■ PROMPT
For the records below, give the number of lines in which "mirror" appears, and add nothing else.

Top of EXTRACTED MATERIAL

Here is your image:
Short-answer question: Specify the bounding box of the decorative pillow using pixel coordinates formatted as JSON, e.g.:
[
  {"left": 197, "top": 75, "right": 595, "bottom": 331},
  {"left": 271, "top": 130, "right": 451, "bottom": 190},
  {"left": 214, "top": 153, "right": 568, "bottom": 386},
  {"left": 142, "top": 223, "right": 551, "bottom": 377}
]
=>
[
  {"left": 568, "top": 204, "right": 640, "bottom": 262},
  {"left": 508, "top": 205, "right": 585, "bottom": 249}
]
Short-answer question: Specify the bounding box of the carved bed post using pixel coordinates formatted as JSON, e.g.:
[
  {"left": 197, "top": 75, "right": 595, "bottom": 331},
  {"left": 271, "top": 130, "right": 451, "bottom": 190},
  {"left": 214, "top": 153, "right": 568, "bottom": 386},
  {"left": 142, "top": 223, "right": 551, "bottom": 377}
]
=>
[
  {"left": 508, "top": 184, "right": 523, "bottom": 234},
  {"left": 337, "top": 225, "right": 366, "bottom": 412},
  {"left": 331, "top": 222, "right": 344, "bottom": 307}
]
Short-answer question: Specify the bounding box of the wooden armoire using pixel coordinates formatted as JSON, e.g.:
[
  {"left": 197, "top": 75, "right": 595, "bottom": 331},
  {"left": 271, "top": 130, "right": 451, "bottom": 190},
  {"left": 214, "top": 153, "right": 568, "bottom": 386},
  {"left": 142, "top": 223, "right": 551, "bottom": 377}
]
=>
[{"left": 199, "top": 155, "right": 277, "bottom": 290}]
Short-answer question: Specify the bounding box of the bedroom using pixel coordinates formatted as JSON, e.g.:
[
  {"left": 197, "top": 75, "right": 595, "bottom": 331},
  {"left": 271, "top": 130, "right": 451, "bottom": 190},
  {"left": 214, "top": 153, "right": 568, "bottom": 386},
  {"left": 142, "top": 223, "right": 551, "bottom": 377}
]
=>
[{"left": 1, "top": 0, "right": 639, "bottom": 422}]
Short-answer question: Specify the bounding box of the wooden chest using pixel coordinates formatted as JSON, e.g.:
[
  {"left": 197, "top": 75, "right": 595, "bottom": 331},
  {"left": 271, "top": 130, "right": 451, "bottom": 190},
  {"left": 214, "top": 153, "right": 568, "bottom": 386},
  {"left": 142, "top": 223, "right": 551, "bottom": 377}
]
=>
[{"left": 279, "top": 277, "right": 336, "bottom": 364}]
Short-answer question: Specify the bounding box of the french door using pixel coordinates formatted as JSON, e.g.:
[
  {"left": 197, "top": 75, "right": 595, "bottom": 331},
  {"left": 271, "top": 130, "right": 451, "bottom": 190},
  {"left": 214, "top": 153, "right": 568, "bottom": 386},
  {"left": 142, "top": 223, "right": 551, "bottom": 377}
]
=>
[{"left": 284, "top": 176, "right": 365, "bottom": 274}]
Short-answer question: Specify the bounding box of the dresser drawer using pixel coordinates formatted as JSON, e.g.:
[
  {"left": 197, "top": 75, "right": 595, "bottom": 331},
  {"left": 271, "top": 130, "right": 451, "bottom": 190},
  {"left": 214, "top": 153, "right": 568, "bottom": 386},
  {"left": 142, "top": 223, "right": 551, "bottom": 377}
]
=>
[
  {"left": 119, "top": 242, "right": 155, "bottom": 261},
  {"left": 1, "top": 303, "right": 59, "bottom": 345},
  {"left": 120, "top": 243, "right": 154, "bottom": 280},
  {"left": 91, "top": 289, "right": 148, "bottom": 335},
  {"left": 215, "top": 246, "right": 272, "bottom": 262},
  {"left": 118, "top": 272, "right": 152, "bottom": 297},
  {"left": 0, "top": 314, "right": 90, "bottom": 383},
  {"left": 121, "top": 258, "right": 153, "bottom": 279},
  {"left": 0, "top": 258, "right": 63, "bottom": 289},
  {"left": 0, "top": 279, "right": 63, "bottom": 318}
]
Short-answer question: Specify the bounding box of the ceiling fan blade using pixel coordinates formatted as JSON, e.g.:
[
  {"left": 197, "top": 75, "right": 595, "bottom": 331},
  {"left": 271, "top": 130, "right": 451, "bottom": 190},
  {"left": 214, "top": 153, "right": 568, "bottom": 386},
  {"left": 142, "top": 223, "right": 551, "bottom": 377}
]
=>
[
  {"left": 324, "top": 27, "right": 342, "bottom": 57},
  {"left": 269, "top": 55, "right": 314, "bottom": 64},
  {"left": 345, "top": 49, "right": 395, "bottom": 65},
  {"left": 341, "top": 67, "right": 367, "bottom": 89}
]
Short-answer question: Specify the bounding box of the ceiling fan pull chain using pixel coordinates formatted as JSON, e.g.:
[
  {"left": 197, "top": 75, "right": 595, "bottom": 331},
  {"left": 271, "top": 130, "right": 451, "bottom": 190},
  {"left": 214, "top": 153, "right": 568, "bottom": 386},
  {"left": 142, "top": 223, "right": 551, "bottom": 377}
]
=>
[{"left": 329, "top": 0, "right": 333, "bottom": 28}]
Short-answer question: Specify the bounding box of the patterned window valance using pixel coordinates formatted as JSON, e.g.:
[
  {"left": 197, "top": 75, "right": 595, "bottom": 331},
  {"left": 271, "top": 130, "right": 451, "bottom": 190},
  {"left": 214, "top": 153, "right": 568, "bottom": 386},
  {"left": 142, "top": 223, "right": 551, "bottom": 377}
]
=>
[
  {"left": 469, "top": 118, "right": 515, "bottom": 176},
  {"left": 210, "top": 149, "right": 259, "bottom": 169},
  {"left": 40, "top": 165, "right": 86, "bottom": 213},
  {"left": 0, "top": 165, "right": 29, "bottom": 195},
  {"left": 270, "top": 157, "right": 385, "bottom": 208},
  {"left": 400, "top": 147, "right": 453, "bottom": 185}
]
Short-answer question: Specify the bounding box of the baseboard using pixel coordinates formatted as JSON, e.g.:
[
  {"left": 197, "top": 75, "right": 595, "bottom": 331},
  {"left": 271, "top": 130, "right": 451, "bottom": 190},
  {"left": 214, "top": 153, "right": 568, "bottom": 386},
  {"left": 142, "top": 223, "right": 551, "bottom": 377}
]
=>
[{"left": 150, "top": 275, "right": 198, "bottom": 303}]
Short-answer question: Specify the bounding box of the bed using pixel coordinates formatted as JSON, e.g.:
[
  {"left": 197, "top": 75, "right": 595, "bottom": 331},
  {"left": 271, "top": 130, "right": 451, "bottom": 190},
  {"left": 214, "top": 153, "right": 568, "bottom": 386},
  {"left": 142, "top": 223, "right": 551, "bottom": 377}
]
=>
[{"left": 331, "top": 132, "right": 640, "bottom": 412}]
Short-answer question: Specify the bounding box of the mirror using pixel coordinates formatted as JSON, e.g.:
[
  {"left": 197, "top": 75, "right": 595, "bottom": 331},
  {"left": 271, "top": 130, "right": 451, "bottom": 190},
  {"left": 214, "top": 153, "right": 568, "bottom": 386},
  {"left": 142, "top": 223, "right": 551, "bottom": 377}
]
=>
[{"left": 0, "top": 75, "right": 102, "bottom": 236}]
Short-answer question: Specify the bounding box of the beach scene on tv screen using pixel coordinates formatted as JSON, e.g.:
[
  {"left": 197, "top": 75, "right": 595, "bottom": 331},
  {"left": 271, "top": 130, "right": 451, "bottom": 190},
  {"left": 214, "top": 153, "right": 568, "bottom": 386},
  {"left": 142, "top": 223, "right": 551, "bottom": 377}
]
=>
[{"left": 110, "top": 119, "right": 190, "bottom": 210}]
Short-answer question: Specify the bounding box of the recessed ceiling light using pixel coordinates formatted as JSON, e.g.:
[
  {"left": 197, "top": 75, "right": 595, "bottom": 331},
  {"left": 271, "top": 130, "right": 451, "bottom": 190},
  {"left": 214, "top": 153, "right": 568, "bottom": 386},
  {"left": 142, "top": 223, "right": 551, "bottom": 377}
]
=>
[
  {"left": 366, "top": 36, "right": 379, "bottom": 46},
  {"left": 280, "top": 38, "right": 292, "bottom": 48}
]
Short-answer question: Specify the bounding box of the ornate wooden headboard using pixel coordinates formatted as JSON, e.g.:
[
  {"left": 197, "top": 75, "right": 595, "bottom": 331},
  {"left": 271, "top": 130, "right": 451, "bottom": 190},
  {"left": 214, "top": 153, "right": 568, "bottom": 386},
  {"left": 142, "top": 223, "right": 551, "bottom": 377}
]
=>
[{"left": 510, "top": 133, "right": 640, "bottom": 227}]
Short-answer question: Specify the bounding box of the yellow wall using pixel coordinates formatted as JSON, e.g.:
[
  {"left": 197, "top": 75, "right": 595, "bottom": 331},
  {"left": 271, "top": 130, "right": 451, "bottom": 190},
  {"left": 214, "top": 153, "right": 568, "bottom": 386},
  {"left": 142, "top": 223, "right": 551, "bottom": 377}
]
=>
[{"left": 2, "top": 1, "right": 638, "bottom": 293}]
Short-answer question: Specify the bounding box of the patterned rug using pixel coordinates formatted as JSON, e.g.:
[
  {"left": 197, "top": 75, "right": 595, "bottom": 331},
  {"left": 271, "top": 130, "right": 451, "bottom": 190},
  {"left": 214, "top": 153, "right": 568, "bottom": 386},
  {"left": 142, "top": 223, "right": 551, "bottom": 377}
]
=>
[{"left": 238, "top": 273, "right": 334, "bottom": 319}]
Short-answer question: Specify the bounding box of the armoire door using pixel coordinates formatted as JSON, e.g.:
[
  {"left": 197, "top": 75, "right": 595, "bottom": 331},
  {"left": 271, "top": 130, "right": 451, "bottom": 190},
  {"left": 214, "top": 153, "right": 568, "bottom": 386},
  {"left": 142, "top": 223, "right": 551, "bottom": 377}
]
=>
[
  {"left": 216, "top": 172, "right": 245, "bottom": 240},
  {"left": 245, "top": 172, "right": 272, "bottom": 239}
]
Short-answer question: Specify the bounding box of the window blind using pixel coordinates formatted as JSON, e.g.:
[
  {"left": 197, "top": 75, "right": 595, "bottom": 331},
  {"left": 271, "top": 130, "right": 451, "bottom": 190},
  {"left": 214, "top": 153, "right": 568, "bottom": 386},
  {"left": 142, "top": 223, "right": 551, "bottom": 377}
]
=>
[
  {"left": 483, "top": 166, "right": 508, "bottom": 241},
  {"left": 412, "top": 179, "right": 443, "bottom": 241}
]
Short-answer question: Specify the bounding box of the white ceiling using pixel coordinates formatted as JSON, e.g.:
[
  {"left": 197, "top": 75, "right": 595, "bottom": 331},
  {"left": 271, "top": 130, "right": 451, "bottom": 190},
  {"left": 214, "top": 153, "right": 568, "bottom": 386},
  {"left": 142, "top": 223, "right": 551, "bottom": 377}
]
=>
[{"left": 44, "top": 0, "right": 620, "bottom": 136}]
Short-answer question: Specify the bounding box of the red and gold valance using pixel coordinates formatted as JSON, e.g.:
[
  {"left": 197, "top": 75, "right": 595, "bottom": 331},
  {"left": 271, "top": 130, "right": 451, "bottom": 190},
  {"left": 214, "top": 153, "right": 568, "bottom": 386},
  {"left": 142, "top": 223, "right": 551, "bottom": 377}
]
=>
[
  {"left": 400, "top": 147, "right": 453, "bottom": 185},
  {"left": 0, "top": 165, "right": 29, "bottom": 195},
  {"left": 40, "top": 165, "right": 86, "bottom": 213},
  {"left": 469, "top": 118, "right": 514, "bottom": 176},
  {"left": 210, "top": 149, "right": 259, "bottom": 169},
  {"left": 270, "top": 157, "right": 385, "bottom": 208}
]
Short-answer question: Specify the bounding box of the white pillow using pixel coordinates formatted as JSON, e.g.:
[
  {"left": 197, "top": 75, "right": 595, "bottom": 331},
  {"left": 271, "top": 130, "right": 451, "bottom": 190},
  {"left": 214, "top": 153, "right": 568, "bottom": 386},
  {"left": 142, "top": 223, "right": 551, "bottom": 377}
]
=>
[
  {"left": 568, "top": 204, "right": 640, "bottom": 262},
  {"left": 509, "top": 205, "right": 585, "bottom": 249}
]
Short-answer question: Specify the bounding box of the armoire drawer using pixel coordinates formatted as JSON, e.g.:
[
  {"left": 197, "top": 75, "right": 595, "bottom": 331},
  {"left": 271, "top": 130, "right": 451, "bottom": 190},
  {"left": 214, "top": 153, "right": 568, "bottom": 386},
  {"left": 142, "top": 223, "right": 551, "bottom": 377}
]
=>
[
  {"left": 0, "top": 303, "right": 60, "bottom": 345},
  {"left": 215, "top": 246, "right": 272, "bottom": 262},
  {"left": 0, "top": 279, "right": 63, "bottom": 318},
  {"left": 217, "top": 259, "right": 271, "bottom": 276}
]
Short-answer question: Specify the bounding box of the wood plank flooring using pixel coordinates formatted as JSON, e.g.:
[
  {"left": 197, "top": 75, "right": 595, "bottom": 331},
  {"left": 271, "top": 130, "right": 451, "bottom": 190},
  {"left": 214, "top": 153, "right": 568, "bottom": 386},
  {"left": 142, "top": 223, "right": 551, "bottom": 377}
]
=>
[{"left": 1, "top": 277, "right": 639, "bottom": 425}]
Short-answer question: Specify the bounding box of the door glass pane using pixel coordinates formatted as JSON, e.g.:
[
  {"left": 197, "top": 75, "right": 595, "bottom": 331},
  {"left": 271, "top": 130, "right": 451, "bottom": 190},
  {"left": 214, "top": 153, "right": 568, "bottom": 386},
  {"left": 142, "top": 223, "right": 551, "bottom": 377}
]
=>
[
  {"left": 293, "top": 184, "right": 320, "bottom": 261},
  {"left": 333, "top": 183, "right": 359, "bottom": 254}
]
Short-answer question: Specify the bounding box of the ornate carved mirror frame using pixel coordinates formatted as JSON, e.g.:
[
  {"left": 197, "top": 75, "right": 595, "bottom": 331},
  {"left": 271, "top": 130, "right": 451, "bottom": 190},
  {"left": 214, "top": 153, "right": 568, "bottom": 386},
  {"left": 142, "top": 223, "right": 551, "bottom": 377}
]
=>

Bottom of EXTRACTED MATERIAL

■ RESULT FOR THIS EXERCISE
2